▸ **About this task**: Provide again, from the entries below, every line from the one containing "Where can the wicker" through the one containing "Where can the stainless", exactly as written, and no other line.

=== Entries shown ===

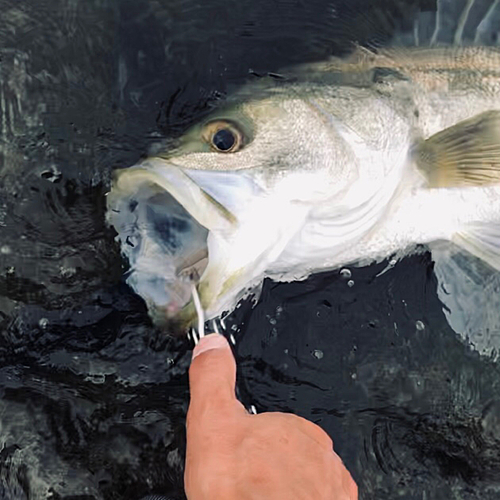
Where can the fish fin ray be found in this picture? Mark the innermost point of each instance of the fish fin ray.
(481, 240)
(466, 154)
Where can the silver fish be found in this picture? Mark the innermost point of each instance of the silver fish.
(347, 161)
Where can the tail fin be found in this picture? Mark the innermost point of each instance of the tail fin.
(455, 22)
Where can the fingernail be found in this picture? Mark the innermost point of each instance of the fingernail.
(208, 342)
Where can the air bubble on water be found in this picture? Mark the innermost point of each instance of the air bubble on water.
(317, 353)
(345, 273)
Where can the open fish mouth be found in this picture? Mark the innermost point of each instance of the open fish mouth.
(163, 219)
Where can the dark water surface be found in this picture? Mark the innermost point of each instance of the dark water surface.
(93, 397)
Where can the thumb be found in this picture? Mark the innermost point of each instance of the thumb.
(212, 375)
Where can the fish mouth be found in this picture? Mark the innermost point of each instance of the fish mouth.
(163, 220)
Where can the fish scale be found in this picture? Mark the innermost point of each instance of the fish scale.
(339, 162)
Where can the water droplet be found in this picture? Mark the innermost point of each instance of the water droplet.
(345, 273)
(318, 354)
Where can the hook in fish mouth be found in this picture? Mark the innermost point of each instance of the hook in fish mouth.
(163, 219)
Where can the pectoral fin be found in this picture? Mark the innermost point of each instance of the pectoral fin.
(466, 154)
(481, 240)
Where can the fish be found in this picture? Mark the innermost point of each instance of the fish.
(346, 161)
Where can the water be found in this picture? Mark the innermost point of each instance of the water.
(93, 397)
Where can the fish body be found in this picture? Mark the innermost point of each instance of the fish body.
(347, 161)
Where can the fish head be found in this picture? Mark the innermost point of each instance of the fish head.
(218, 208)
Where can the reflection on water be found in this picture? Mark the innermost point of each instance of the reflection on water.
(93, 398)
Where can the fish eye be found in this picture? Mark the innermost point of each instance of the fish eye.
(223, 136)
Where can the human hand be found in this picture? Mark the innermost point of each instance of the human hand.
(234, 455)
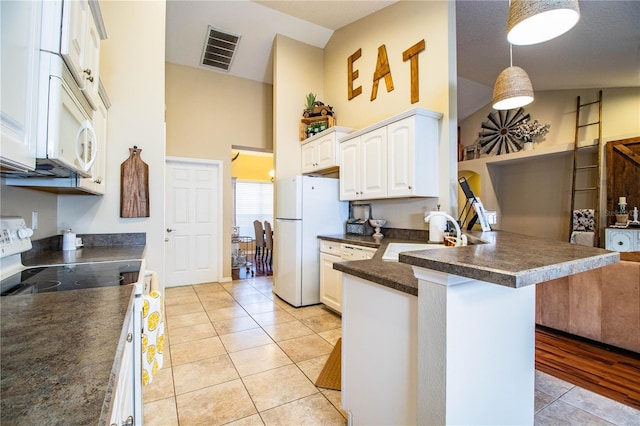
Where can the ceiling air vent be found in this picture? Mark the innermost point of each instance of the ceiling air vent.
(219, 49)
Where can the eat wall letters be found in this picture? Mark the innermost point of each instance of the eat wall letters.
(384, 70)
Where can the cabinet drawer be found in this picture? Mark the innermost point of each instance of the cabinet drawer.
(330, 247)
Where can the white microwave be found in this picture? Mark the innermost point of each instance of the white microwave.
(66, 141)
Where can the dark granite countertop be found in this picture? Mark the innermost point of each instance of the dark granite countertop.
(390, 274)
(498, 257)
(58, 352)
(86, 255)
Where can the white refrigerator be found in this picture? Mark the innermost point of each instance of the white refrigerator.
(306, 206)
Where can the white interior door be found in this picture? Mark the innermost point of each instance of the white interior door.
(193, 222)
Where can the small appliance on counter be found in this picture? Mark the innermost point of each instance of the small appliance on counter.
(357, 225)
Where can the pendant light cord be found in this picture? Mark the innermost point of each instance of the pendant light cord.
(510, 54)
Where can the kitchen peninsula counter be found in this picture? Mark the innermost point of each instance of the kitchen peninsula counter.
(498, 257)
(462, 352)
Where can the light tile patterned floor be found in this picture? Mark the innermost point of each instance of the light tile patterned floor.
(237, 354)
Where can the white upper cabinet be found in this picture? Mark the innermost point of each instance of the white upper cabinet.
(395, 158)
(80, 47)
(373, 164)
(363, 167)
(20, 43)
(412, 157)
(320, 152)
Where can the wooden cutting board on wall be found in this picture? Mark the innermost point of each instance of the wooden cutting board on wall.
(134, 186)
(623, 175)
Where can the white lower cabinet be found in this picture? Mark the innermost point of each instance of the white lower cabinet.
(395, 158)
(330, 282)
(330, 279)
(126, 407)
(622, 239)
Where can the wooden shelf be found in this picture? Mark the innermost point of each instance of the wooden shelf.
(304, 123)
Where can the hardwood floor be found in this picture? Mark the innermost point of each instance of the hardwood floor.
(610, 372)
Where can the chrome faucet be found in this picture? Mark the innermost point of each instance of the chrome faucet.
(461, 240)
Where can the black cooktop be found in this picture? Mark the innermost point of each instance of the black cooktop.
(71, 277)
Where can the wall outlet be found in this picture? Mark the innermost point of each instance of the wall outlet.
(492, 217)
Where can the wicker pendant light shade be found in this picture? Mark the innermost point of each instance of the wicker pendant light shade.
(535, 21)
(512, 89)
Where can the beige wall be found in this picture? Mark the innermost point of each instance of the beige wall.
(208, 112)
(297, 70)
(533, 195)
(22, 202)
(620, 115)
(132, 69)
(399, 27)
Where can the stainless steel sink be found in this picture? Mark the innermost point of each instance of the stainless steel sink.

===
=== Entries shown ===

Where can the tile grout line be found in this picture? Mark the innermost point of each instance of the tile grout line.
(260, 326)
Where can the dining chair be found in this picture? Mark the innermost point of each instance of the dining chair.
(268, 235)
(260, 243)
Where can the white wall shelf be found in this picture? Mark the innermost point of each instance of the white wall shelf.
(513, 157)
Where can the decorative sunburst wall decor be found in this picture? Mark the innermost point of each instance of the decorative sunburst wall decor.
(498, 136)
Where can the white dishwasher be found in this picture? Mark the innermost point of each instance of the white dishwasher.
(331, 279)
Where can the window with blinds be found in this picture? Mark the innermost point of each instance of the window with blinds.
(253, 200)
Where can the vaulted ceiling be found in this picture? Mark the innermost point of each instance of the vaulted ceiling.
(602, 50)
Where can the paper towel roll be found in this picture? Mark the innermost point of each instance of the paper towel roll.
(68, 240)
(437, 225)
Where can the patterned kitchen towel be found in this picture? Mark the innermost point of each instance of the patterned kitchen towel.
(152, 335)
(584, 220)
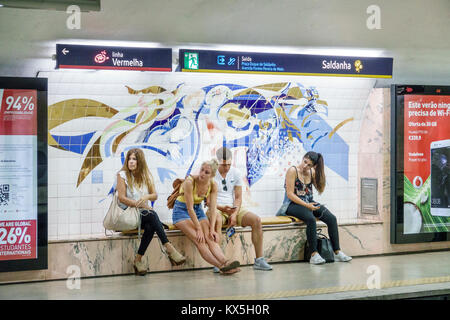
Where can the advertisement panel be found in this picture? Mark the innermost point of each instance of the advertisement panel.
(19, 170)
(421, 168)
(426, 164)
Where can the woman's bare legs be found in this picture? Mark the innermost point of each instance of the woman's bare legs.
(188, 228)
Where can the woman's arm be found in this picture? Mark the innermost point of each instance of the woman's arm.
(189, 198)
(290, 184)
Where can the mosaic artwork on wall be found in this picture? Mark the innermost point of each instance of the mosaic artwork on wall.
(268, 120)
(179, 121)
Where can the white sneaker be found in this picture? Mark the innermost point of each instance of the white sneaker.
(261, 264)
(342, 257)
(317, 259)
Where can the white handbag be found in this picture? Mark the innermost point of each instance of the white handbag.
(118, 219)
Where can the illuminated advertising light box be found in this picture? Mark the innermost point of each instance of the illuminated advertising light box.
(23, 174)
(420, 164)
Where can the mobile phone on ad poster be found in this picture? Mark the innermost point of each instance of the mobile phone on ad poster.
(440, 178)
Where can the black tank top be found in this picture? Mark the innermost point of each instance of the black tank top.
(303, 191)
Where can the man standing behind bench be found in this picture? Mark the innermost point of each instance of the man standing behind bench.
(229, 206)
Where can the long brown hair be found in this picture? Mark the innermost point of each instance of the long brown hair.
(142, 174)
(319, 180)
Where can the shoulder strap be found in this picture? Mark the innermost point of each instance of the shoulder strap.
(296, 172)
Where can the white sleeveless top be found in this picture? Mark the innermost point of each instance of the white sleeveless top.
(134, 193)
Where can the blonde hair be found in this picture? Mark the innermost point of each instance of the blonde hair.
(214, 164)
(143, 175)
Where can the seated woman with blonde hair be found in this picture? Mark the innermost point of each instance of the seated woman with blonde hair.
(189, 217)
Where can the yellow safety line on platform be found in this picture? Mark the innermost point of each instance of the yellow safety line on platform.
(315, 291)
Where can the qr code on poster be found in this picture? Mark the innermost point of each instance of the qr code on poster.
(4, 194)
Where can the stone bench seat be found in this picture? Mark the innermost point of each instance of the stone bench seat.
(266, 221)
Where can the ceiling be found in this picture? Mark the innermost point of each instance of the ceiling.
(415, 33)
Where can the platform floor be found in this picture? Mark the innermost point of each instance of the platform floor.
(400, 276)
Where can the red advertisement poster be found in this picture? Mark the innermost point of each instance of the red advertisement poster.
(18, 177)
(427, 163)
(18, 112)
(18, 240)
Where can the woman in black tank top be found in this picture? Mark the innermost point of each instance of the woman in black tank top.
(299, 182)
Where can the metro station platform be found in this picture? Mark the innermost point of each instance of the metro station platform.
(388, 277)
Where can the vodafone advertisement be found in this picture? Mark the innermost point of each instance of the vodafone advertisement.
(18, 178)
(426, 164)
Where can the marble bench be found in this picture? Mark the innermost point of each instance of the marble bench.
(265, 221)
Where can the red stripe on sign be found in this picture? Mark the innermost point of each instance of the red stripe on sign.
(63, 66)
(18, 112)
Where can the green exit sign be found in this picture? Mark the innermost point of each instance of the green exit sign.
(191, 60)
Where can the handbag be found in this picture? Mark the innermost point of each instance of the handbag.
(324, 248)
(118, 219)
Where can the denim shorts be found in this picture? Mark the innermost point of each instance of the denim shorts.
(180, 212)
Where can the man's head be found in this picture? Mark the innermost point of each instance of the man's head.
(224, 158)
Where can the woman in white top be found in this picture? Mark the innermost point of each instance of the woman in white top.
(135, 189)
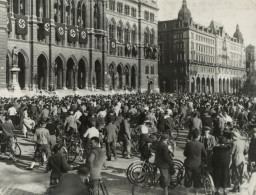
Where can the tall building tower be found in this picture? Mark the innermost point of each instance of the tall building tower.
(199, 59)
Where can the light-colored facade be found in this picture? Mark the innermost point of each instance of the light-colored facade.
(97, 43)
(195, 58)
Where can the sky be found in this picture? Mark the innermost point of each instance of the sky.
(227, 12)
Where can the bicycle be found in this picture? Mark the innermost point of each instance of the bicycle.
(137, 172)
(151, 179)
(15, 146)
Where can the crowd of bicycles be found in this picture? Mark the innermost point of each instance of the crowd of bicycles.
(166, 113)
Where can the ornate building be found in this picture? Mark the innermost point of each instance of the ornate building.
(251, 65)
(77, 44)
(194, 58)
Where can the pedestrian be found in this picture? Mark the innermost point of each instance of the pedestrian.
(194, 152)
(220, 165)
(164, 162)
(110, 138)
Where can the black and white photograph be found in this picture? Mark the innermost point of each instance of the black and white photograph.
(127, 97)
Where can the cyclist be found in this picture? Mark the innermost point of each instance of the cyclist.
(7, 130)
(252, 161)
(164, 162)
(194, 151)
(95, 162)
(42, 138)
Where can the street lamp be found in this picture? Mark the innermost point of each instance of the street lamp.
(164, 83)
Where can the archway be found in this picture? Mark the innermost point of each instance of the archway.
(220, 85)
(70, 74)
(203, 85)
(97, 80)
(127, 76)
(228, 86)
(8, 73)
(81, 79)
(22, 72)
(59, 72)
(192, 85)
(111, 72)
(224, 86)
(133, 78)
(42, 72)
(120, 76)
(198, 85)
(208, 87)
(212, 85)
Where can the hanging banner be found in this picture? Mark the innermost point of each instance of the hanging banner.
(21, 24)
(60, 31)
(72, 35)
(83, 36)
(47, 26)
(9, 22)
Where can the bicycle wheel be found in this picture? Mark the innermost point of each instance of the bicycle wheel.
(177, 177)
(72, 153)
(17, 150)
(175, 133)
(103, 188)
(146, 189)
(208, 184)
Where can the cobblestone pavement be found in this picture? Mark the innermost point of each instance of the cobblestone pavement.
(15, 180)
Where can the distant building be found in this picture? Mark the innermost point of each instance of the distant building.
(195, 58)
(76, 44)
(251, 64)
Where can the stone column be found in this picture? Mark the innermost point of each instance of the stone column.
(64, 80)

===
=== Entries shown ===

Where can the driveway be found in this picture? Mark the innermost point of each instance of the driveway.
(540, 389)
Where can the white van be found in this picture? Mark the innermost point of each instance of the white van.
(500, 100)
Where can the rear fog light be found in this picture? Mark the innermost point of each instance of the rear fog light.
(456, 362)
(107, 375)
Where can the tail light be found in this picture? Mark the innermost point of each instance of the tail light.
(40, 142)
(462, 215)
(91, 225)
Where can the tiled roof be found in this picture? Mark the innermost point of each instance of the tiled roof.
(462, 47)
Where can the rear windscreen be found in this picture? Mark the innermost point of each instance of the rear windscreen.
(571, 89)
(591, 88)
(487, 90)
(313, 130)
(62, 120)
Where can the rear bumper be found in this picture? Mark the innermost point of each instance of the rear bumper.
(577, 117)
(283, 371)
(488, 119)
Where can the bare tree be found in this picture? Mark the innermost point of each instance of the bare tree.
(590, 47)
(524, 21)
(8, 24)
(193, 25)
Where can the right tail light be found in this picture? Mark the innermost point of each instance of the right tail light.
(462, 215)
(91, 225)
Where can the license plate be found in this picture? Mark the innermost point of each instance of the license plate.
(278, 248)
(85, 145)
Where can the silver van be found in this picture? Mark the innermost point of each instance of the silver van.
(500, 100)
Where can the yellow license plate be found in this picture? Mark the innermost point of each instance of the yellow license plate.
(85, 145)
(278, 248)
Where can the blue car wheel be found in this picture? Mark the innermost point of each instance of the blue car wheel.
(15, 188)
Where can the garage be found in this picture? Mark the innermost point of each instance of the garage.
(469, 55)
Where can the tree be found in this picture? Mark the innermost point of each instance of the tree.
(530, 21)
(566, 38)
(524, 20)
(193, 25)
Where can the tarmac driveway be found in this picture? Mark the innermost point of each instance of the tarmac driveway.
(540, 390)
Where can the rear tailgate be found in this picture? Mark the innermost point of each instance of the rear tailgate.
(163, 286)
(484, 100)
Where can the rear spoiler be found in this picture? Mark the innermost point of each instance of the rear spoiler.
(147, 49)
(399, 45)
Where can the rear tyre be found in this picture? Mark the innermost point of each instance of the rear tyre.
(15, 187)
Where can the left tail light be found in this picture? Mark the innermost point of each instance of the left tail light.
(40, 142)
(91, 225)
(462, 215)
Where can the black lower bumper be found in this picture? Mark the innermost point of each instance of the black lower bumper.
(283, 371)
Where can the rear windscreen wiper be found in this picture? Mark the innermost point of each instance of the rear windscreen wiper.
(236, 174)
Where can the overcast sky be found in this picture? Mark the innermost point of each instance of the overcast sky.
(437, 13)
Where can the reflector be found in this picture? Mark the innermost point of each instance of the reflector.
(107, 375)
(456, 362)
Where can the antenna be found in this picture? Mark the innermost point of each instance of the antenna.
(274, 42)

===

▸ **Reply to the task**:
Where can the wicker pendant light shade be found in this picture? Mark the innermost point of each instance of the wicker pendant light shade.
(535, 21)
(512, 89)
Where can the beige wall be found in this picture? Mark the innermost point of each instance of the beige wall.
(208, 112)
(297, 70)
(533, 195)
(22, 202)
(620, 115)
(132, 69)
(399, 27)
Where can the stainless steel sink be found in this picture? Mark the innermost point of each instance of the stainless steel sink.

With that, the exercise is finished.